◆ **Aim of the exercise**:
Output only an exact transcription of the line containing "rear wheel in this photo." and all lines that follow it in the data below.

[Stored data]
============================================================

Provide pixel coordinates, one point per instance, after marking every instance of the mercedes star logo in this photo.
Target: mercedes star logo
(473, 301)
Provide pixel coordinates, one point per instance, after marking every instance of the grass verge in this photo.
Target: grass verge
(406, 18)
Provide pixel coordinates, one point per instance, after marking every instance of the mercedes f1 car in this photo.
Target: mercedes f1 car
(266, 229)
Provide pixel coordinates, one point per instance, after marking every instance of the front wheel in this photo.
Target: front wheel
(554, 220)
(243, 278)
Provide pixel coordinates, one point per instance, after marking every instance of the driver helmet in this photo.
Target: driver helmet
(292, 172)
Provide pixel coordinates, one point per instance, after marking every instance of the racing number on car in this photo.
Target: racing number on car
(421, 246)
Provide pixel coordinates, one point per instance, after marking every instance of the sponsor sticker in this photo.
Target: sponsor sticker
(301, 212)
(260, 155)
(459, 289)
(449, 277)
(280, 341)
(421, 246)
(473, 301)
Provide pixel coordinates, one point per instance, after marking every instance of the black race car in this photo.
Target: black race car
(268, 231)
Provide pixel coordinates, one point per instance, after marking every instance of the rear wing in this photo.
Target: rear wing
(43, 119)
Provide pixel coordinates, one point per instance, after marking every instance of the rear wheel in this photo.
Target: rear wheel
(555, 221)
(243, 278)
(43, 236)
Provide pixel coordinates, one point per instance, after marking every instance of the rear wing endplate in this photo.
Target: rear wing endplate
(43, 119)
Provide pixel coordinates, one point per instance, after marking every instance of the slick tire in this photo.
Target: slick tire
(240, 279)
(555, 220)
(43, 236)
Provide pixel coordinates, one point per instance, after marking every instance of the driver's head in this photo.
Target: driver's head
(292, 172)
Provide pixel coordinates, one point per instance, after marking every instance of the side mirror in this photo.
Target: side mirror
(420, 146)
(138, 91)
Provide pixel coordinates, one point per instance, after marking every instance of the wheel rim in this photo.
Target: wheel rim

============================================================

◆ **Written response**:
Provide pixel coordinates, one point per instance, after marking every instance of the rear wheel in this photo.
Target: rear wheel
(555, 221)
(243, 278)
(43, 236)
Provide pixel coordinates, one point per instance, after marking every instance of the rear wing endplate in this photo.
Target: rear wing endplate
(43, 119)
Provide pixel coordinates, one point per instance, after marking every instance of the slick tire in this photo.
Target: slick tire
(240, 279)
(555, 220)
(43, 236)
Provide pixel coordinates, one point per instance, after marking every instance of the driver's head in this photo.
Target: driver's head
(292, 172)
Provide pixel coordinates, one point per instance, after marking every instance of the side mirror in this photo.
Target: side mirror
(420, 146)
(138, 91)
Provide pixel coordinates, one point per instance, after marking every instance of the wheel rim in this photo.
Target: wheel rim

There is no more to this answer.